++++ Data under study

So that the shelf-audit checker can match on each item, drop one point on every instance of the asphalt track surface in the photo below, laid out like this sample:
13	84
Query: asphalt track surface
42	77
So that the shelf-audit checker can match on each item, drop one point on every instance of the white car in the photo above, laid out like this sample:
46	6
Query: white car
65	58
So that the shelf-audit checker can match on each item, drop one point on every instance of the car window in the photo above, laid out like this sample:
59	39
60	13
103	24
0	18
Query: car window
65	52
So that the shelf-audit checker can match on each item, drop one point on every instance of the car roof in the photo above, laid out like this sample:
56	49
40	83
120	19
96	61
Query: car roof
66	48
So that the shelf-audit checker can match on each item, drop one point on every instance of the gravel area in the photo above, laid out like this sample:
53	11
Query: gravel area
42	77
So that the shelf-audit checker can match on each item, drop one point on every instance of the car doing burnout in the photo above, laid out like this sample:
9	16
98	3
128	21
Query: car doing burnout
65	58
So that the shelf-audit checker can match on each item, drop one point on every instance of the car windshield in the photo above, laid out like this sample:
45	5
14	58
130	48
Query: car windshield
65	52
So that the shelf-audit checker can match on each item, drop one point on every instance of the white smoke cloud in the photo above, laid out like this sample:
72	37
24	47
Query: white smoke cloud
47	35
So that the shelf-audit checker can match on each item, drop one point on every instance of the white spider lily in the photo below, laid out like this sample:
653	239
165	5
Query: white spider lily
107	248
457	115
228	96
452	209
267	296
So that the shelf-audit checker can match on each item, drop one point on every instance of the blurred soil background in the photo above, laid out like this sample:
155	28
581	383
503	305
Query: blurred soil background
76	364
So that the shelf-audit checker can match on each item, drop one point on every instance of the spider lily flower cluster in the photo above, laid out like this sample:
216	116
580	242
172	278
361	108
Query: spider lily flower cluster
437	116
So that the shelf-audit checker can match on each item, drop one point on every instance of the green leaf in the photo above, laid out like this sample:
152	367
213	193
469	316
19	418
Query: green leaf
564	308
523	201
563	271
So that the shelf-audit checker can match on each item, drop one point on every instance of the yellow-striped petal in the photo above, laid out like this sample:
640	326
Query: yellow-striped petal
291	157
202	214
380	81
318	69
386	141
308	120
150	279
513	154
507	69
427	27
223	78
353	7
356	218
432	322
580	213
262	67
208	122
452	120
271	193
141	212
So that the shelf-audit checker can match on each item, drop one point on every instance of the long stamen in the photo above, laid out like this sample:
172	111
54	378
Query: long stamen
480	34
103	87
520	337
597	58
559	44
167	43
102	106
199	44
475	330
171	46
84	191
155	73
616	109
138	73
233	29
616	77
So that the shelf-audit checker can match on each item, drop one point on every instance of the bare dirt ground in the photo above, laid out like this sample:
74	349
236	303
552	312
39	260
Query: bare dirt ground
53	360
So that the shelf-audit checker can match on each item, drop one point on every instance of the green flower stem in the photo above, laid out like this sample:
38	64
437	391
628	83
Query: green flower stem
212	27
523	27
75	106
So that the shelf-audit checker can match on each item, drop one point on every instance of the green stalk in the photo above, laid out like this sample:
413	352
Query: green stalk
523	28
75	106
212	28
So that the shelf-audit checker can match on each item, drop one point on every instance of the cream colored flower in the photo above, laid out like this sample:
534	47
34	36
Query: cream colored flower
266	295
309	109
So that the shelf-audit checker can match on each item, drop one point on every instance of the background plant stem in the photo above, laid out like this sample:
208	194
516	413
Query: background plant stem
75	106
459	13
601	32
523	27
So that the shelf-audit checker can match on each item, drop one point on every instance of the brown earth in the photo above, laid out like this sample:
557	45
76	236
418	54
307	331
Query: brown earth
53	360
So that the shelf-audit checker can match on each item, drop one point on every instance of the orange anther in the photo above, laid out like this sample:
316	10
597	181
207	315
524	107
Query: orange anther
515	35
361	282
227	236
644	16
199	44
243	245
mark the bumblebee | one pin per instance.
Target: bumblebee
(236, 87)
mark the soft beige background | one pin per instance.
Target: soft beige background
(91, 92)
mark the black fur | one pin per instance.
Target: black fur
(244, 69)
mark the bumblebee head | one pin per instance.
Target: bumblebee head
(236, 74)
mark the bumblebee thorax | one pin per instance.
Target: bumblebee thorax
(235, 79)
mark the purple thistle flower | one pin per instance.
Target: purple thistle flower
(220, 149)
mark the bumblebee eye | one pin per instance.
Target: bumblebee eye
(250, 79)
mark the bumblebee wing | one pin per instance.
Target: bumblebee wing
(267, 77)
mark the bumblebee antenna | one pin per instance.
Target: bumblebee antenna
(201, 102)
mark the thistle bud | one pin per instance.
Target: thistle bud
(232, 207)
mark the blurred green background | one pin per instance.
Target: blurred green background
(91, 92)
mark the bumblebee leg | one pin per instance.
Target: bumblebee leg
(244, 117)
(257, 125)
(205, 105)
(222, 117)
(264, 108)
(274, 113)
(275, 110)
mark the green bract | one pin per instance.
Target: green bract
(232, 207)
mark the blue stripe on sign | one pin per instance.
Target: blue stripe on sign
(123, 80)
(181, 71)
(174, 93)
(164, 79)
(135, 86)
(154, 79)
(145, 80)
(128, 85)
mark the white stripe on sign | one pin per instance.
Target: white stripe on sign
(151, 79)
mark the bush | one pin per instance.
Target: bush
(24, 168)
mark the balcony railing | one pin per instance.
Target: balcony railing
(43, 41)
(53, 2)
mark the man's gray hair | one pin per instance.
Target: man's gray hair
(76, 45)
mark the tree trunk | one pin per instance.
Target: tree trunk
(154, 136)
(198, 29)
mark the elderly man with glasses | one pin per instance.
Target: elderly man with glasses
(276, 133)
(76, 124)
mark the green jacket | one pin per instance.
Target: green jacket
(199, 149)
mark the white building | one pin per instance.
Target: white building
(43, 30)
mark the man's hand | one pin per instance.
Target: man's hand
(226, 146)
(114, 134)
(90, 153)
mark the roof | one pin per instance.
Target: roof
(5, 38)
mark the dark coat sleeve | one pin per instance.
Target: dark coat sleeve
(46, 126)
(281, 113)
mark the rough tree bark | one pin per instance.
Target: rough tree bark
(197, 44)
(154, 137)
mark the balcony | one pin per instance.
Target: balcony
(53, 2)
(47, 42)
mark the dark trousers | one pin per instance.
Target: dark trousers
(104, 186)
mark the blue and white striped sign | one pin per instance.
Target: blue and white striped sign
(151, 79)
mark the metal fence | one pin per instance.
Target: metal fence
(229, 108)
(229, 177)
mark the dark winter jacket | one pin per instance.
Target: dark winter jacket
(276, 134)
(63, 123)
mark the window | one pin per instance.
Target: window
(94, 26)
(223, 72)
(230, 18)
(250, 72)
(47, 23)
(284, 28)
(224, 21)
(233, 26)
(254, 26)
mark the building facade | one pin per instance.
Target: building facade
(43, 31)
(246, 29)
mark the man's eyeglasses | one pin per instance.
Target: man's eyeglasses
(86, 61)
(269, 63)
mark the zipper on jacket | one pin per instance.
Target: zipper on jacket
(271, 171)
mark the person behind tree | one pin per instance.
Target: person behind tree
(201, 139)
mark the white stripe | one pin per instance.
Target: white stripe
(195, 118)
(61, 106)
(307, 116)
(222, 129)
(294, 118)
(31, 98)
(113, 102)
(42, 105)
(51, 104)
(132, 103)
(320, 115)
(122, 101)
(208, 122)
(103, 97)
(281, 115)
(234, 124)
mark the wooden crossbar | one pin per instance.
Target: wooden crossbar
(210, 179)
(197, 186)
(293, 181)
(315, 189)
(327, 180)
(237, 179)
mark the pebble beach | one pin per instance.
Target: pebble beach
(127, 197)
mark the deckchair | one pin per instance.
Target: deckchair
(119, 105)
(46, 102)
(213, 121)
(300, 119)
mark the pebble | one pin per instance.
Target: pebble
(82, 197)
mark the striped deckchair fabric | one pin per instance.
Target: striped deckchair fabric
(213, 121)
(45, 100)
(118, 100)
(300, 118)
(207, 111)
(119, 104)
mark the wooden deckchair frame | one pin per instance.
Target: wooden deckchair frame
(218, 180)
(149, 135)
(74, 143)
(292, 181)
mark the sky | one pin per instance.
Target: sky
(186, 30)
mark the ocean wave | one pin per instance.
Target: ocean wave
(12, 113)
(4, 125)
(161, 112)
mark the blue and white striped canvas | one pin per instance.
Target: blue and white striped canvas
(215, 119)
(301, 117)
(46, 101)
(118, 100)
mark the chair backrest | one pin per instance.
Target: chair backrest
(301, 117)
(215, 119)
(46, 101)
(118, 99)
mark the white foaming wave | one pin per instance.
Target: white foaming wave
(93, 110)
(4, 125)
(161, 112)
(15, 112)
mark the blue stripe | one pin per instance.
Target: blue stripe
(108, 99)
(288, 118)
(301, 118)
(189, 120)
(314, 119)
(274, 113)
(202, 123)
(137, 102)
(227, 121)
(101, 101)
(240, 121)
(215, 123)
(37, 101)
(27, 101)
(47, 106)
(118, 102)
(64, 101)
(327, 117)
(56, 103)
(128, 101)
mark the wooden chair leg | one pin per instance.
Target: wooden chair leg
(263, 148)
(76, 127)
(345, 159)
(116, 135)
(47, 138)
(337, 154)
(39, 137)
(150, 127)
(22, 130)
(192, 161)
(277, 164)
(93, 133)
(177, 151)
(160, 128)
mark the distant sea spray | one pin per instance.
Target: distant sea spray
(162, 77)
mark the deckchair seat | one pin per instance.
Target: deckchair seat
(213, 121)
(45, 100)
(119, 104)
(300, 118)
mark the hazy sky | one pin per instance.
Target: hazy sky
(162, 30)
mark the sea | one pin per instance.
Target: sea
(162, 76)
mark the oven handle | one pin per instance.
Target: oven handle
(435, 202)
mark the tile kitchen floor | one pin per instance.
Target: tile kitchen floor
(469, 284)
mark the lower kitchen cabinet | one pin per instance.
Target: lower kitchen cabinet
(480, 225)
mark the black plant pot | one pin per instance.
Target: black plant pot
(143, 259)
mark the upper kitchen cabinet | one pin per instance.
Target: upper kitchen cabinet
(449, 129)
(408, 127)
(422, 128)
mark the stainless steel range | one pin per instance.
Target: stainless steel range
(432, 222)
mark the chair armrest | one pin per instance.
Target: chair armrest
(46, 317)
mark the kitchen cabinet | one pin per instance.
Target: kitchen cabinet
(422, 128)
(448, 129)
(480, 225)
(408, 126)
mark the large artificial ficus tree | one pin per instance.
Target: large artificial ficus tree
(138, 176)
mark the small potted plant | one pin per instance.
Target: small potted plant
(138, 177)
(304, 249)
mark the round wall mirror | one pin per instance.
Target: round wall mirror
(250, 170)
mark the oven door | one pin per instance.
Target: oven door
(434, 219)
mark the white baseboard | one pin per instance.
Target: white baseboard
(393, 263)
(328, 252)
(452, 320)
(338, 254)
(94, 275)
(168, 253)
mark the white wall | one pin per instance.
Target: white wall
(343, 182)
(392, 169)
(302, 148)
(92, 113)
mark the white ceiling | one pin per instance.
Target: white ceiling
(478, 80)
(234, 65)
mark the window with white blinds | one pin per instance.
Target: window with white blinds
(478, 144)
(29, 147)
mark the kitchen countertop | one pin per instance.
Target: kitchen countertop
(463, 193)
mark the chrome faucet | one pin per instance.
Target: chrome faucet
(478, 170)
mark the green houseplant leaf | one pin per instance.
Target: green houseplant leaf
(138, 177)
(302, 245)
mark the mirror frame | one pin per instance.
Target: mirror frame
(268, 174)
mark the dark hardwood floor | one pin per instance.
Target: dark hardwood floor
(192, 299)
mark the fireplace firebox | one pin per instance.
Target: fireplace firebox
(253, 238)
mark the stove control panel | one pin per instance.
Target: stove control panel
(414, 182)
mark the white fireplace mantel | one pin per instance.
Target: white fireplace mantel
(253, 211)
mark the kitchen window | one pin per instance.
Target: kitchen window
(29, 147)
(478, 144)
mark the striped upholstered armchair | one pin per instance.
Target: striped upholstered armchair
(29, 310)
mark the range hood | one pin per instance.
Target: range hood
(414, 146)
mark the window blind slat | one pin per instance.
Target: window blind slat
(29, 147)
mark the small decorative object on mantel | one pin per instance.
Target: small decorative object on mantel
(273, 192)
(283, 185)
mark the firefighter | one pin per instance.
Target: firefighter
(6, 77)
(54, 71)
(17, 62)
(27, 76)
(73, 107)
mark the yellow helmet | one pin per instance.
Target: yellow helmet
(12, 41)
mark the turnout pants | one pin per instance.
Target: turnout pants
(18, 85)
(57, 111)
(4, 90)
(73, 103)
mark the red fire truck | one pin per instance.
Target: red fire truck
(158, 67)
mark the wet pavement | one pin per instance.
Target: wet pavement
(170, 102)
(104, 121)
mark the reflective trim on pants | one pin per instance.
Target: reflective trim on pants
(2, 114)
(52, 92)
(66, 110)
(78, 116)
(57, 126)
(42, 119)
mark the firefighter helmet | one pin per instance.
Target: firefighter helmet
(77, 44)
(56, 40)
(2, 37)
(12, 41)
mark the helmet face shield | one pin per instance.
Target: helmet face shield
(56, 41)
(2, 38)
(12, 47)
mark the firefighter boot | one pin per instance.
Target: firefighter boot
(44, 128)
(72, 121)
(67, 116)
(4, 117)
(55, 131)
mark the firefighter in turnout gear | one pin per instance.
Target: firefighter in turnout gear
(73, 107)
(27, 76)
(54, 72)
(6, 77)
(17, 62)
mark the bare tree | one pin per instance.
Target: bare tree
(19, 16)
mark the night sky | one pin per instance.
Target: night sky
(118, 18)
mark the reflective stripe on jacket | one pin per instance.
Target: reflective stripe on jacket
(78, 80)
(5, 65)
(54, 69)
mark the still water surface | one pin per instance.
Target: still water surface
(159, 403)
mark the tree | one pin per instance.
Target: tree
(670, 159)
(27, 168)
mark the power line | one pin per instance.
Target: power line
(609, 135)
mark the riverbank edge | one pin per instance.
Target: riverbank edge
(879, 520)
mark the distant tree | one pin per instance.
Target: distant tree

++++++++

Exercise prompt: Copy out every line of the listing that includes the string "below".

Result of the task:
So that the shelf-audit checker can match on each item, drop one point on every instance of the asphalt track surface in the photo below, laid out like this sample:
So that the shelf-audit checker can match on each item, drop one point on every instance of the white spider lily in the photo below, laid out like this sample:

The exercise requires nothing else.